> Problem
Lay out the records as a JSON list of strings with one string per line, leaving out blank lines. Include only the lines from the one containing "Target: motorcycle seat" through the end of the records.

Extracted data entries
- - - - -

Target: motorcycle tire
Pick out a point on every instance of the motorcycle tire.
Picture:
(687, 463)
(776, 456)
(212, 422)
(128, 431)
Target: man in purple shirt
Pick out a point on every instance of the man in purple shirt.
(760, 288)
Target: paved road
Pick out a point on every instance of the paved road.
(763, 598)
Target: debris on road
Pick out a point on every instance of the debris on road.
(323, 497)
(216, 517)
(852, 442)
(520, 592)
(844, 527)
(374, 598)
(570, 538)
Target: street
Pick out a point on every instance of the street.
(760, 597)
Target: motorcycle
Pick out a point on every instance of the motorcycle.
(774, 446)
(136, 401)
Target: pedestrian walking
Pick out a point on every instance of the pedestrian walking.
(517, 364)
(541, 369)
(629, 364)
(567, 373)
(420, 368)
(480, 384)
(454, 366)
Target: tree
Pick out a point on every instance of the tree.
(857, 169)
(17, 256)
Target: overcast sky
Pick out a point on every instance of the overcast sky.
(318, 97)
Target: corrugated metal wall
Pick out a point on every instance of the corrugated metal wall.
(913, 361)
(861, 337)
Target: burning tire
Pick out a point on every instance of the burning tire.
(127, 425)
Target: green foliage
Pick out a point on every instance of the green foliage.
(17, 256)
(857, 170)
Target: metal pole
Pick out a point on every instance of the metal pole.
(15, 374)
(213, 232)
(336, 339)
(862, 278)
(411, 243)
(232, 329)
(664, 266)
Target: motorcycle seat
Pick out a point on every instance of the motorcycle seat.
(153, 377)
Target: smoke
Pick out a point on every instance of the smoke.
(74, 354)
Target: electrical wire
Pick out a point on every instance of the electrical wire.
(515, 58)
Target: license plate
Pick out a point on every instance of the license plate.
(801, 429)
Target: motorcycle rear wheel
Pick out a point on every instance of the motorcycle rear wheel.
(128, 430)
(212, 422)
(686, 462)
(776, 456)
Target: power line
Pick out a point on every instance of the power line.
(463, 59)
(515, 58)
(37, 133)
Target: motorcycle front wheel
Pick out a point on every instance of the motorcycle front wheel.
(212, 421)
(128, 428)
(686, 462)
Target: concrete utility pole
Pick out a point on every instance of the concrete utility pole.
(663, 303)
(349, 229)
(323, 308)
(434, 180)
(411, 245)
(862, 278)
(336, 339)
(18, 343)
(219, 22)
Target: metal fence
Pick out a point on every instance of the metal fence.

- - - - -

> Answer in full
[
  "Target: motorcycle seat",
  "Pick out a point on every instance of the motorcycle seat.",
  "(153, 377)",
  "Target: smoke",
  "Pick out a point on every instance of the smoke.",
  "(74, 354)",
  "Target: electrical wire",
  "Pick out a point on every instance of the electrical wire.",
  "(515, 58)",
  "Target: license plate",
  "Pick out a point on every instance of the license plate.",
  "(801, 429)",
  "Target: motorcycle rear wheel",
  "Pick out a point on every instance of the motorcycle rear wheel.",
  "(128, 430)",
  "(212, 422)",
  "(686, 462)",
  "(776, 456)",
  "Target: power line",
  "Pick out a point on every instance of the power line.",
  "(463, 59)",
  "(515, 58)",
  "(37, 133)",
  "Target: motorcycle front wheel",
  "Pick out a point on every instance of the motorcycle front wheel.",
  "(212, 421)",
  "(128, 428)",
  "(686, 462)",
  "Target: concrete utility pole",
  "Pick out a point on every instance of the concrete utility pole.",
  "(663, 303)",
  "(349, 229)",
  "(323, 308)",
  "(434, 180)",
  "(411, 245)",
  "(862, 278)",
  "(336, 339)",
  "(18, 343)",
  "(219, 22)",
  "Target: metal fence",
  "Pick out a point on every instance of the metal fence."
]